__Exercise description__. Which lines of the records contain the string "Field"? Show each one in full.

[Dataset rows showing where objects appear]
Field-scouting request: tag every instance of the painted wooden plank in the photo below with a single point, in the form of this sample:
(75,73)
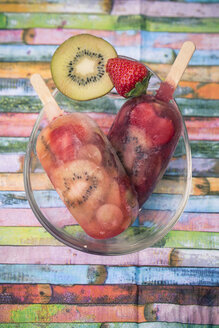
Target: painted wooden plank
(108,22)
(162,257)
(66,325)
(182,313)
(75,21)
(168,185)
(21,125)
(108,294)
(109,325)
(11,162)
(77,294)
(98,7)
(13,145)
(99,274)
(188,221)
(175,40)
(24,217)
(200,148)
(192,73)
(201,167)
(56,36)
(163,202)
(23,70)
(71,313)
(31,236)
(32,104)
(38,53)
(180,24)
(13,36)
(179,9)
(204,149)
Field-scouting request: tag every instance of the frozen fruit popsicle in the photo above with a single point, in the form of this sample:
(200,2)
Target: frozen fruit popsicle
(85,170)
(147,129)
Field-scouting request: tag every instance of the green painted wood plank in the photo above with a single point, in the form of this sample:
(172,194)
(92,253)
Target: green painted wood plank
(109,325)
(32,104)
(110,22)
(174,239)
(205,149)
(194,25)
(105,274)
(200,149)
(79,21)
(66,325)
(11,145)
--
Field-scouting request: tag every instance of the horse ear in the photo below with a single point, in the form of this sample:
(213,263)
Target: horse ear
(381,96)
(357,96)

__Output__.
Field-scouting request: tag every instance of the painted wooden plank in the photo below with a single point, in the form of this sample:
Field-scouting request: tag every instance of the frozen fruit popsicle in the photo above with a single point, in the form of this sample:
Field-scouting request: tag every instance of the green painted wood plank in the photo above with a single point, in the form of this sample:
Field-scouting request: tag every instance of the horse ear in the photo below with a single point, in the form of this sample:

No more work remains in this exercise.